◆ TEXT BLOCK:
*** Begin section ***

PESHAWAR: Fighting between armed Sunni and Shiite groups in northwestern Pakistan killed at least 33 people and injured 25 others, a senior police officer from the region said Saturday.
The overnight violence was the latest to rock Kurram, a district in Khyber Pakhtunkhwa province, and comes days after a deadly gun ambush killed 42 people.
Shiite Muslims make up about 15 percent of the 240 million people in Sunni-majority Pakistan, which has a history of sectarian animosity between the communities.
Although the two groups generally live together peacefully, tensions remain, especially in Kurram.
The senior police officer said armed men in Bagan and Bacha Kot torched shops, houses and government property.
Intense gunfire was ongoing between the Alizai and Bagan tribes in the Lower Kurram area.
“Educational institutions in Kurram are closed due to the severe tension. Both sides are targeting each other with heavy and automatic weapons,” said the officer, who spoke anonymously because he was not authorized to speak to the media.
Videos shared with The Associated Press showed a market engulfed by fire and orange flames piercing the night sky. Gunfire can also be heard.
The location of Thursday’s attack was also targeted by armed men, who marched on the area.
Survivors of the gun ambush said assailants emerged from a vehicle and sprayed buses and cars with bullets. Nobody has claimed responsibility for the attack and police have not identified a motive.
Dozens of people from the district’s Sunni and Shiite communities have been killed since July, when a land dispute erupted in Kurram that later turned into general sectarian violence.

*** End section ***

◆ SOURCE DATA:

*** Begin section ***

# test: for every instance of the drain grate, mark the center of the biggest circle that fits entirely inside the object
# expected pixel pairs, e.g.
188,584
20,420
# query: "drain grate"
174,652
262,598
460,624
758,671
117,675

*** End section ***
*** Begin section ***

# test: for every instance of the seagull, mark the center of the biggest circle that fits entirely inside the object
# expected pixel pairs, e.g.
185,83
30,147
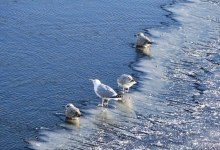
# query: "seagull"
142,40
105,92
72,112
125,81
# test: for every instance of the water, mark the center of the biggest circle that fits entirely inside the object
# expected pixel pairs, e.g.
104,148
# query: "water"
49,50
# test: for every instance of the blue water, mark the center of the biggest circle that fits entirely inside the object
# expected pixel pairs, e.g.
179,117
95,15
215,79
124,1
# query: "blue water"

*** End section ***

◆ WHAT YOU WILL DO:
- a) List every number the Kurram news report gives, with the words each number goes with.
- b) From the Kurram news report, set down the passage that starts at the words "The location of" and ends after "identified a motive.".
The items aren't needed for this work.

◆ ANSWERS BY TASK:
- a)
- 33 people killed
- 25 others injured
- 42 people killed in the gun ambush
- about 15 percent (Shiite Muslims' share of the population)
- 240 million people in Pakistan

- b)
The location of Thursday’s attack was also targeted by armed men, who marched on the area.
Survivors of the gun ambush said assailants emerged from a vehicle and sprayed buses and cars with bullets. Nobody has claimed responsibility for the attack and police have not identified a motive.